*** ZU PRÜFENDER TEXT ***

Armenpflege
Karl Hörmann: LChM 1969, Sp. 49 f
Vor der Vollendung wird auf Erden wohl nie ein Zustand erreicht werden, in dem es keine Armen gäbe („Die Armen habt ihr allezeit unter euch“, Joh 12,8) und die Vermögenden nicht die Pflicht hätten, durch leibl. Werke der Barmherzigkeit (Almosen) ihre Not zu lindern. Zu dieser Übung der Nächstenliebe ist der Einzelmensch nach seinem Können verpflichtet; die Kirche muß zur Erfüllung der Pflicht mahnen und durch entsprechende Maßnahmen dazu anleiten, wie sie bereits im Urchristentum getan hat (Apg 2,45; 5,34 f; 6,3).

***

DEINE AUFGABEN.
1. Schreib den Abschnitt des Textes zur Armenpflege zwischen „Armenpflege“ und „5,34 f; 6,3).“, beide eingeschlossen, noch einmal ab und tausche dabei „Nächstenliebe“ gegen „Mitmenschlichkeit“ aus.
2. Führe bitte den Text zur Armenpflege ab seinem letzten Satz weiter.

*** VORLIEGENDE DATEN ***

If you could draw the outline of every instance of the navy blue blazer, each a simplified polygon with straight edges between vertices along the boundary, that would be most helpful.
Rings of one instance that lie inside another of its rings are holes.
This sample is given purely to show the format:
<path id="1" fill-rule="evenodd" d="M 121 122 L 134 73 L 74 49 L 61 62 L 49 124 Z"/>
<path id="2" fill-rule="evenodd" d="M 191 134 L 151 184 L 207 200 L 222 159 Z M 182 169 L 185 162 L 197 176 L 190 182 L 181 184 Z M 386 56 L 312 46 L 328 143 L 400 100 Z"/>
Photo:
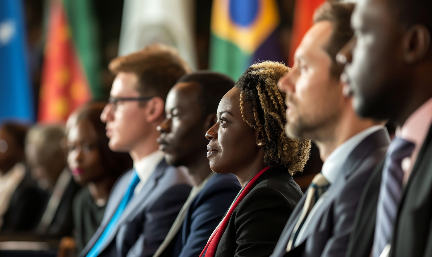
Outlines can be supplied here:
<path id="1" fill-rule="evenodd" d="M 172 254 L 162 255 L 198 257 L 241 188 L 233 174 L 213 176 L 191 203 Z"/>

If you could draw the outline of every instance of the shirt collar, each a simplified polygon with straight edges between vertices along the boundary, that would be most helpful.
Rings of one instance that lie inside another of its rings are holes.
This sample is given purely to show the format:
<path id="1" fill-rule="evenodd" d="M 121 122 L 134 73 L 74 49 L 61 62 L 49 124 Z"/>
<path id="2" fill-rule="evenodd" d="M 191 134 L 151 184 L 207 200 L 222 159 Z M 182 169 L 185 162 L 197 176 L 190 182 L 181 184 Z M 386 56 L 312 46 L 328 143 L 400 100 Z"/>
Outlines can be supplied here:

***

LÖSUNGEN.
1.
Armenpflege
Karl Hörmann: LChM 1969, Sp. 49 f
Vor der Vollendung wird auf Erden wohl nie ein Zustand erreicht werden, in dem es keine Armen gäbe („Die Armen habt ihr allezeit unter euch“, Joh 12,8) und die Vermögenden nicht die Pflicht hätten, durch leibl. Werke der Barmherzigkeit (Almosen) ihre Not zu lindern. Zu dieser Übung der Mitmenschlichkeit ist der Einzelmensch nach seinem Können verpflichtet; die Kirche muß zur Erfüllung der Pflicht mahnen und durch entsprechende Maßnahmen dazu anleiten, wie sie bereits im Urchristentum getan hat (Apg 2,45; 5,34 f; 6,3).

2.
Der Staat tut gut daran, sich an das Subsidiaritätsprinzip zu halten und die Armenpflege durch private, freie Vereinigungen und die Kirche nicht zu behindern, sondern ihr freundl. gegenüberzustehen, zumal die Vertreter der staatl. Einrichtungen schwer jenen Herzenskontakt herstellen können, nach dem der Arme über die materielle Hilfe hinaus verlangt, und zumal dem Staat noch Aufgaben genug bleiben, die in seinem ureigenen Bereich liegen und die er umso besser bewältigen kann, ja mehr er sich auf sie konzentriert: vor allem die Herstellung von sozialen Zuständen, die die Armenpflege weniger notwendig machen (besser soziale Gerechtigkeit als Almosen), im einzelnen z.B. durch Vorsorge für entsprechende Schulbildung, subsidiäre Fürsorgeerziehung, Krankheits-, Invaliditäts- und Altersversicherung, Überwachung von Schank- und Vergnügungslokalen, soziale Steuergesetzgebung, Zwangsmaßnahmen gegen Arbeitsscheue.